Records ->
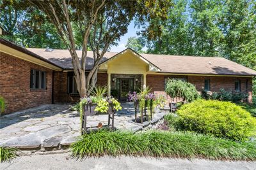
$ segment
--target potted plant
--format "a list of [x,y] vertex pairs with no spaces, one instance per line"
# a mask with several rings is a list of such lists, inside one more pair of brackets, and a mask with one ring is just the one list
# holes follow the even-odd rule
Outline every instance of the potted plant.
[[[200,97],[195,85],[180,80],[169,79],[165,92],[173,99],[172,102],[170,103],[171,111],[176,110],[178,97],[182,99],[182,103],[185,101],[191,102]],[[174,99],[176,99],[176,101],[174,101]]]
[[[114,114],[116,111],[122,109],[120,103],[114,97],[104,97],[107,89],[106,87],[97,87],[92,92],[92,96],[81,99],[80,116],[81,121],[82,134],[86,132],[87,116],[96,114],[108,114],[108,124],[110,125],[110,119],[112,118],[112,129],[114,127]],[[112,117],[110,117],[110,115]],[[102,127],[102,123],[99,122],[97,128]]]

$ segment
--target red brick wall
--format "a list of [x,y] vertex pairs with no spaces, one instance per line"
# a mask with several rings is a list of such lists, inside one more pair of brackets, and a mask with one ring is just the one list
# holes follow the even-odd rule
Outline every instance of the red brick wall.
[[[30,69],[46,72],[45,90],[30,89]],[[52,99],[51,69],[0,52],[0,96],[6,108],[4,114],[43,104]]]
[[[70,94],[67,92],[67,72],[54,73],[54,103],[74,103],[79,98],[79,95]],[[98,73],[97,85],[103,86],[108,84],[108,74]]]
[[[152,90],[157,95],[161,94],[166,96],[164,92],[164,78],[166,75],[147,75],[147,85],[152,88]],[[188,76],[188,82],[194,84],[198,92],[201,92],[204,87],[205,79],[210,80],[211,91],[218,92],[223,88],[225,90],[234,90],[235,81],[240,80],[241,92],[246,92],[246,81],[248,84],[248,102],[252,102],[252,78],[241,77],[221,77],[221,76]],[[168,101],[170,101],[170,96],[167,96]]]

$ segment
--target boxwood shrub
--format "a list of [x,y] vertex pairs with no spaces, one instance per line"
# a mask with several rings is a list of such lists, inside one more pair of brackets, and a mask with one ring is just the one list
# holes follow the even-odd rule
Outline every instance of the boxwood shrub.
[[184,130],[236,141],[255,135],[255,118],[230,102],[200,99],[181,106],[177,114]]

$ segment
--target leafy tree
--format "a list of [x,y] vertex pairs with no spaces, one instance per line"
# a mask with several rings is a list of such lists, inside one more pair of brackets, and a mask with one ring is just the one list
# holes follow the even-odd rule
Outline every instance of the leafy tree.
[[125,47],[130,48],[136,52],[143,53],[142,48],[145,46],[145,40],[142,37],[136,38],[133,36],[128,38]]
[[[90,92],[89,87],[94,87],[99,65],[109,47],[119,40],[127,31],[127,26],[136,17],[143,24],[150,18],[165,18],[168,1],[29,1],[49,17],[55,26],[59,36],[70,52],[77,90],[81,97]],[[78,56],[76,50],[74,27],[76,23],[83,39],[82,54]],[[151,29],[157,24],[150,24],[147,31],[151,37],[158,32]],[[88,47],[93,52],[94,64],[88,74],[85,76]],[[80,60],[81,59],[81,60]]]

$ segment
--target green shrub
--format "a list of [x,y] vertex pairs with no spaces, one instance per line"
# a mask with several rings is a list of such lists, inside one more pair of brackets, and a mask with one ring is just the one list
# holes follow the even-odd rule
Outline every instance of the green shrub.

What you have to do ->
How many lines of the material above contain the string "green"? Reply with the number alone.

Task result ->
2